Exercise directions. Using the entries that follow, collect the lines where the word "sweater" appears.
● ● ●
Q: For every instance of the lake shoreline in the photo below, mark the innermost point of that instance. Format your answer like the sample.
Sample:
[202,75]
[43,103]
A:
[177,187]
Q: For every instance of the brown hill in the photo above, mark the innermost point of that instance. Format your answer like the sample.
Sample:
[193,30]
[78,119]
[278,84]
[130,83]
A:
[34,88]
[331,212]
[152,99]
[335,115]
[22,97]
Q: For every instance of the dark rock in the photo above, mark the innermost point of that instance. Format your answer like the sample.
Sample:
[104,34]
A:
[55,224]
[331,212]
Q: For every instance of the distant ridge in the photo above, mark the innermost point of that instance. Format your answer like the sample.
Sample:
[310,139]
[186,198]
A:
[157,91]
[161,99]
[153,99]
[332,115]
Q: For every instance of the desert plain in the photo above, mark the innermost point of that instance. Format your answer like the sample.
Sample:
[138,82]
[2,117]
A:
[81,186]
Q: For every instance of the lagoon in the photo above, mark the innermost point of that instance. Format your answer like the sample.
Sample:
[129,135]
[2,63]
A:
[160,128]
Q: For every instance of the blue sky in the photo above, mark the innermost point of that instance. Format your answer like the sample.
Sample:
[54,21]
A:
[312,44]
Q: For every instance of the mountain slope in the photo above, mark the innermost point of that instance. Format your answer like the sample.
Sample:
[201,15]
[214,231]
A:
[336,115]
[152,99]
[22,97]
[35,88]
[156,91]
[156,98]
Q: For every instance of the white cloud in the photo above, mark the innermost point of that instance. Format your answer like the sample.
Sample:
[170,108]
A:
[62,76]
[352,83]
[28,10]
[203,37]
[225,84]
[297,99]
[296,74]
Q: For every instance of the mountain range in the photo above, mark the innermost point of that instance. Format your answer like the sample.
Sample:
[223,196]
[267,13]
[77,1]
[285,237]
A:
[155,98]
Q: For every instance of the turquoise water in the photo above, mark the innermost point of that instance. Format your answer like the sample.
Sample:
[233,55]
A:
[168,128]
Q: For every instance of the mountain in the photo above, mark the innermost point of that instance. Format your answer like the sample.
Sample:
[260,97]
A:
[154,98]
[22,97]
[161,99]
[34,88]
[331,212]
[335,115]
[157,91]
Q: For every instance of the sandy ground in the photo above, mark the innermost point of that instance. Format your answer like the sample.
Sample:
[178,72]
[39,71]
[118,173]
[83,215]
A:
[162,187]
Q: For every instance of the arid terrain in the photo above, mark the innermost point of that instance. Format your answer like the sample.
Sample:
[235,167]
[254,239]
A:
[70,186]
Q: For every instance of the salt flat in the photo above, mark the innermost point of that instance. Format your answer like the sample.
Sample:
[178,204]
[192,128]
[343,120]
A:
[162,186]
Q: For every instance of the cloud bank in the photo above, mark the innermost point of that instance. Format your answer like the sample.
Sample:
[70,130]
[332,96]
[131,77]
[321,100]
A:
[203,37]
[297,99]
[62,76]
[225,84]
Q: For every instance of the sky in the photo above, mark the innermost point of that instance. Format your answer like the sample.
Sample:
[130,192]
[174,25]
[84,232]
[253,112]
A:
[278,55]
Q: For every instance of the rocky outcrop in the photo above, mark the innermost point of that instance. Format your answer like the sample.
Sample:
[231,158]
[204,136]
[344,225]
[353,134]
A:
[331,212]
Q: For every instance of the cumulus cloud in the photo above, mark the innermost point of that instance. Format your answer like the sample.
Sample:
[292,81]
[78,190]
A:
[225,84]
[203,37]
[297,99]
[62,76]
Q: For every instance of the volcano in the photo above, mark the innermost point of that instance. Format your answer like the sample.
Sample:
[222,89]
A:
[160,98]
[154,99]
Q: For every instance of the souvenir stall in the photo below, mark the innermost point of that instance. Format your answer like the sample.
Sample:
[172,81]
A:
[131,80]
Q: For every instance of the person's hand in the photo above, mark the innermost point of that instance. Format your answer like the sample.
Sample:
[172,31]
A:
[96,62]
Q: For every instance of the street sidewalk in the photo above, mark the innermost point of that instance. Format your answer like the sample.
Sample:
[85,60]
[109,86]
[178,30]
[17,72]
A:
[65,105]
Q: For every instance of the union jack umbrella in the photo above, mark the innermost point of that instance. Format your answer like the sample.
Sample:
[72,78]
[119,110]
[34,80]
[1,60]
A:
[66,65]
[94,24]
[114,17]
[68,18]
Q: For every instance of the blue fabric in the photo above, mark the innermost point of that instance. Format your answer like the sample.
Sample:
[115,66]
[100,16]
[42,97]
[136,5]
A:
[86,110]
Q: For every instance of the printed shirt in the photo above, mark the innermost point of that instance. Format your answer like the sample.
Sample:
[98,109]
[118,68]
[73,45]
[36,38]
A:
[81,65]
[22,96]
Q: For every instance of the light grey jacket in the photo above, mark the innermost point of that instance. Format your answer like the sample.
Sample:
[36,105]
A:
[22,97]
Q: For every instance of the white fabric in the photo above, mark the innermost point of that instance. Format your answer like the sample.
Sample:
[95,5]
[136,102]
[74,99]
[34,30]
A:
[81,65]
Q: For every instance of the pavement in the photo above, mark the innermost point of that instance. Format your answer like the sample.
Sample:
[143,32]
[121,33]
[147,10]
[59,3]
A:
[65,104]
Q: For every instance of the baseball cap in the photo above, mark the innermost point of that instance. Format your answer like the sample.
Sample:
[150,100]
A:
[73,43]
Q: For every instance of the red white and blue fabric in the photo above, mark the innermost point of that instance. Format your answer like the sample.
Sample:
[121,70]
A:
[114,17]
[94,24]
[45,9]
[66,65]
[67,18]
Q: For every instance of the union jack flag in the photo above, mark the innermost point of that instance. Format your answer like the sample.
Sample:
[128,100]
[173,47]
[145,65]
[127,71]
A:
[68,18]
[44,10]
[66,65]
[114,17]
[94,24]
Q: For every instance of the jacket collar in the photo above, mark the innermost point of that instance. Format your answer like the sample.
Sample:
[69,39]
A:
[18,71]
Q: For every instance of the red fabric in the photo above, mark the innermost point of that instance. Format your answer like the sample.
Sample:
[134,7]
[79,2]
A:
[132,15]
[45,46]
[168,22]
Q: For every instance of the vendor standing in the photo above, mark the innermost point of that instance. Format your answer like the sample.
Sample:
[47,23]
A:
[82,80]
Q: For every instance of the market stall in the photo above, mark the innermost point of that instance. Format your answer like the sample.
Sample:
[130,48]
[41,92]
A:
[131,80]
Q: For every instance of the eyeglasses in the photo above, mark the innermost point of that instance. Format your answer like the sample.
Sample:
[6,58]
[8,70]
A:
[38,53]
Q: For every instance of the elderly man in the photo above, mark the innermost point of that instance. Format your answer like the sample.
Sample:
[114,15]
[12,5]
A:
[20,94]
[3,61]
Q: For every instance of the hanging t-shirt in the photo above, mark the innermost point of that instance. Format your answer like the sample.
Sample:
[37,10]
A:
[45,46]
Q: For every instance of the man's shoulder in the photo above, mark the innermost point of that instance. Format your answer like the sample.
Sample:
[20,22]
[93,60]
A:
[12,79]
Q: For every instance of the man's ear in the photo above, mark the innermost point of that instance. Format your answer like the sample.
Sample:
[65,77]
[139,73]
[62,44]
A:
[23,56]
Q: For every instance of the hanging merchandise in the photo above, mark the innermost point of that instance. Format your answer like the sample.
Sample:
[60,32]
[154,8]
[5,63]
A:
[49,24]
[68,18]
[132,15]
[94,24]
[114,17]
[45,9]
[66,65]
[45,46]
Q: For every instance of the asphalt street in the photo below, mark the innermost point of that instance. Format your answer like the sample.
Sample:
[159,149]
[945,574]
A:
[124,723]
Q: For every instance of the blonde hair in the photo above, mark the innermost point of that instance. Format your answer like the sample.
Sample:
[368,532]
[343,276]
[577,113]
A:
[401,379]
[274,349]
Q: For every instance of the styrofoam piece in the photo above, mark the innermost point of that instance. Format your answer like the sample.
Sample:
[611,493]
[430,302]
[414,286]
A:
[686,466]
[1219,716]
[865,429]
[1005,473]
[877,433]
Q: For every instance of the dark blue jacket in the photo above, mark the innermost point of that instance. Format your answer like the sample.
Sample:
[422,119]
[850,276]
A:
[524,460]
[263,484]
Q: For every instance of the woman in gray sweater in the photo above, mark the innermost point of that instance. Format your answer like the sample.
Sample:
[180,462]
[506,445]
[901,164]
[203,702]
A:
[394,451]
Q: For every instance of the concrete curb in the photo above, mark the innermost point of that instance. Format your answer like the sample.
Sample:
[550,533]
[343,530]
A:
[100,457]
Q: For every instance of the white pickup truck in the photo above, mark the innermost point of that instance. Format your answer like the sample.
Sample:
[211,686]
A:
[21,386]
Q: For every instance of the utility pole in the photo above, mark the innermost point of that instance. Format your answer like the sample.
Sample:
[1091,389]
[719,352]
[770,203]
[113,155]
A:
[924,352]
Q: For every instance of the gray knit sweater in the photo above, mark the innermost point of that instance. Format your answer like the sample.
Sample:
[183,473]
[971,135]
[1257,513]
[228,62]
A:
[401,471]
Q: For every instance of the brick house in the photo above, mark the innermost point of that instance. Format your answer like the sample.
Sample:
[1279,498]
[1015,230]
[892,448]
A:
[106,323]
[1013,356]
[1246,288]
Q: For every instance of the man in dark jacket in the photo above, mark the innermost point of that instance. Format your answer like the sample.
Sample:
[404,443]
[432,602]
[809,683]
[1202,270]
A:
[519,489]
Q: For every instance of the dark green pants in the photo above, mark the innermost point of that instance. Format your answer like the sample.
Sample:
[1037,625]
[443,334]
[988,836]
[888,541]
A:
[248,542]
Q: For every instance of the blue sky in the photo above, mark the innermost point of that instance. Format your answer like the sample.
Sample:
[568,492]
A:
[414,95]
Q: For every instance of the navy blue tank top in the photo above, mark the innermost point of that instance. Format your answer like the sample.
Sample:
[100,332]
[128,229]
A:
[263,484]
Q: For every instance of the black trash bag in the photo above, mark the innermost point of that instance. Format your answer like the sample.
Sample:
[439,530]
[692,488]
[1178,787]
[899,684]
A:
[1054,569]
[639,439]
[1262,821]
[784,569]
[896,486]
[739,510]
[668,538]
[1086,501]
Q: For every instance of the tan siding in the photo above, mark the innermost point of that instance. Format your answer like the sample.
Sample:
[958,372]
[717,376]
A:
● ● ●
Response to this task.
Q: For every instance of the woman in gray sweater in the photo above, mark the innermost point of that instance. Format your answer like the sample.
Q: For every instance of the gray knit sweater in the photo above, mark the innermost point of that instance. Format your answer like the sample.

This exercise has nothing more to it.